Required task — Render the lines of the items below, from the one containing "Spot the chair" through the one containing "(1069, 401)", as a numbered list, leaving out any blank lines.

Material for this task —

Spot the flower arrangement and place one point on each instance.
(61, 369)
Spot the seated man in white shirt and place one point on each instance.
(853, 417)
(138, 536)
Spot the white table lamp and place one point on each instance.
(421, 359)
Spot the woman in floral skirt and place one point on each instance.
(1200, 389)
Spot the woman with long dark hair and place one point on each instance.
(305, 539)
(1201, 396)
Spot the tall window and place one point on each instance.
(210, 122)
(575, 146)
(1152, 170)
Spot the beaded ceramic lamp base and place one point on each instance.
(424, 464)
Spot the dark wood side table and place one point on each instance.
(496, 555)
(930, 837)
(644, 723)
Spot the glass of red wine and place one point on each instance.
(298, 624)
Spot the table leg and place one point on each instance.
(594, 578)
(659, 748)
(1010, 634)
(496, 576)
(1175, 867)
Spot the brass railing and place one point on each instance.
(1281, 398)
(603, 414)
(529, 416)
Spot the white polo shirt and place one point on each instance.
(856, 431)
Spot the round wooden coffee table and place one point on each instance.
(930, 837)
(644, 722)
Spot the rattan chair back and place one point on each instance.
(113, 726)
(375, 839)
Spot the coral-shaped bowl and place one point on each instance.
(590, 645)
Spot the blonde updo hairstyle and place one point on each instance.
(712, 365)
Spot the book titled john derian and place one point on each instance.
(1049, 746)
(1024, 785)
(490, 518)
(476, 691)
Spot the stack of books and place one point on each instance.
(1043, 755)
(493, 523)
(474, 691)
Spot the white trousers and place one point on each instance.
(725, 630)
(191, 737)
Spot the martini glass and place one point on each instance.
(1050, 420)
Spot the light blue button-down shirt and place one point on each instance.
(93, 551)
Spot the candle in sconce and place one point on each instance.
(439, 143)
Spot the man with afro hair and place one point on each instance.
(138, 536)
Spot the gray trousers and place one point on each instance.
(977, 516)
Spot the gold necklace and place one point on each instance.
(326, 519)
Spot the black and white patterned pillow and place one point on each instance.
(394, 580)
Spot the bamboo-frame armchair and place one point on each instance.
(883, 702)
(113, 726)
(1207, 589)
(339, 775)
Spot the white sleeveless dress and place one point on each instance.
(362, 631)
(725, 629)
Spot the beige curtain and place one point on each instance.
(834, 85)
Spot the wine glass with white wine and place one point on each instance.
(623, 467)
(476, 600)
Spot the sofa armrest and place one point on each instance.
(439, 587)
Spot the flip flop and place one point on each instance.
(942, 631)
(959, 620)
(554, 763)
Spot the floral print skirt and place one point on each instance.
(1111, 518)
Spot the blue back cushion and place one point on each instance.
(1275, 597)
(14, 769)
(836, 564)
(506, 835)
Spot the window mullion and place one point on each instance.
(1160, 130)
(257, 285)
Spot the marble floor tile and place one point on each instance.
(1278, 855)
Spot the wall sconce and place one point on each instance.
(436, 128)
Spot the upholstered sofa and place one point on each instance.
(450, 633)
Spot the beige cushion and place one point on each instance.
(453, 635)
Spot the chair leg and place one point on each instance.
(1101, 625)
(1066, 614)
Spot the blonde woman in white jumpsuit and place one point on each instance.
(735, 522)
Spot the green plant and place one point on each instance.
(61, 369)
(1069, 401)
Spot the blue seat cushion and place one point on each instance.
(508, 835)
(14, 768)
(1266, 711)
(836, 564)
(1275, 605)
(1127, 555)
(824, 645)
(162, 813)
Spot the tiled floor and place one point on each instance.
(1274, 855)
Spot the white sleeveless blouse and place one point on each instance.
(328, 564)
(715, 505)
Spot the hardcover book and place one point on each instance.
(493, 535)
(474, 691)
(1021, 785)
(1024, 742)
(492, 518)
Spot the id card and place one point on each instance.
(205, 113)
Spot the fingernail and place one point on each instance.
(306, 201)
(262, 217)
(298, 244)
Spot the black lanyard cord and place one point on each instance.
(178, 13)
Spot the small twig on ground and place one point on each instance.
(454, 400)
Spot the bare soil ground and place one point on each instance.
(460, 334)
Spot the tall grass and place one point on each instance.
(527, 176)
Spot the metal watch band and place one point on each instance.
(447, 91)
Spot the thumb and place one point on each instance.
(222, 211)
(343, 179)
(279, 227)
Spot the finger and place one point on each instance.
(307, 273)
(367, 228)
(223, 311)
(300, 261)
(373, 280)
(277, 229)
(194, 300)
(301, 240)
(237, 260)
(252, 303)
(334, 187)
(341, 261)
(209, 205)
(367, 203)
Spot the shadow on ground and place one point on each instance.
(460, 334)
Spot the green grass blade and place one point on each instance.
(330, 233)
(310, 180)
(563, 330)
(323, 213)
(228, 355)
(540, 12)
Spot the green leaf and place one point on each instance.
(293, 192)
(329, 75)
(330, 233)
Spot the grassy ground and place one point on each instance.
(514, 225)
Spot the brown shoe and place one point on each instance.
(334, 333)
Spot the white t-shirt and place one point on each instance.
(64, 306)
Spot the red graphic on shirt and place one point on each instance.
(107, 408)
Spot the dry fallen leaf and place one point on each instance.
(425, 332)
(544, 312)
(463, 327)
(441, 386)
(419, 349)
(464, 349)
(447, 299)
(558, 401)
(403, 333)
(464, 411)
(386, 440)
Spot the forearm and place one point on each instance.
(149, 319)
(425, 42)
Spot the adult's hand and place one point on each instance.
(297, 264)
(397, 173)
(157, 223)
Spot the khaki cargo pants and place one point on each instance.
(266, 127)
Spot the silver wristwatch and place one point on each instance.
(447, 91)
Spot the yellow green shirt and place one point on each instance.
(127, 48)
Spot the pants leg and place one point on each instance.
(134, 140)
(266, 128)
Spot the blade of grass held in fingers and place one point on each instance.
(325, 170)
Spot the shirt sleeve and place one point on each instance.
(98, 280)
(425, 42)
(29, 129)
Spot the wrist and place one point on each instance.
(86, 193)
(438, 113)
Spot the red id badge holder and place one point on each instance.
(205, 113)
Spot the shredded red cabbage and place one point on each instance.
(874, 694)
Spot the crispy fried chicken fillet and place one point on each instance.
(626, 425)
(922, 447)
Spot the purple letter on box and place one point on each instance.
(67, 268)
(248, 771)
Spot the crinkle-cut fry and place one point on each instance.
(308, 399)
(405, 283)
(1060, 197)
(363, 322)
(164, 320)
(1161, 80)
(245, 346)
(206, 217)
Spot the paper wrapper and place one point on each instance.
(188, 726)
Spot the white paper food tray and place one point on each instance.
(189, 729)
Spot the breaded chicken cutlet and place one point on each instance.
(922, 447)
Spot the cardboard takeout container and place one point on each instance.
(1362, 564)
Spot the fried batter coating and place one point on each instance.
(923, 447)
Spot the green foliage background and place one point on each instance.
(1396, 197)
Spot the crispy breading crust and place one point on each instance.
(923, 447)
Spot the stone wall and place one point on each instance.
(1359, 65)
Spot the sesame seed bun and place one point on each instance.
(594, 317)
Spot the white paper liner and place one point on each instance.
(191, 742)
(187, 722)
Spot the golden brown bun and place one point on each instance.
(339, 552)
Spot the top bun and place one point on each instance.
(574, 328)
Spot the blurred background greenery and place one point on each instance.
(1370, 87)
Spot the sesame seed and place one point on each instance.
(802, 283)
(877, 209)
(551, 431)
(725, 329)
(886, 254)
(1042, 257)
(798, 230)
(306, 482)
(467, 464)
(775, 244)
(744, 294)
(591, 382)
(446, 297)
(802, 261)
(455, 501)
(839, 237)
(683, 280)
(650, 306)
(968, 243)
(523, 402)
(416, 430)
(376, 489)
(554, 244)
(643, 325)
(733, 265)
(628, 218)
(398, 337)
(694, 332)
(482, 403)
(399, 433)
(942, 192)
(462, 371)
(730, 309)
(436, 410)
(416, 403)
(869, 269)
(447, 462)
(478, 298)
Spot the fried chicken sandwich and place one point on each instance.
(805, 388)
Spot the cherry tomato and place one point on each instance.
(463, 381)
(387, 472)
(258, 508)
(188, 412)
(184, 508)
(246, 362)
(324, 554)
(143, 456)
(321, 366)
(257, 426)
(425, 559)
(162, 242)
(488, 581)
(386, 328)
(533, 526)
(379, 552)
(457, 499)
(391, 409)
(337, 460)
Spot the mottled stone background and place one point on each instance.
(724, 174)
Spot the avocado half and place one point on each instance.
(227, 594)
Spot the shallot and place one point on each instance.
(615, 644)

Task response —
1. Spot the chair leg and place one point on each instance.
2. (1101, 625)
3. (1066, 614)
4. Spot the blonde woman in white jumpsuit and place one point on each instance.
5. (735, 522)
6. Spot the green plant and place one point on each instance.
7. (61, 369)
8. (1069, 401)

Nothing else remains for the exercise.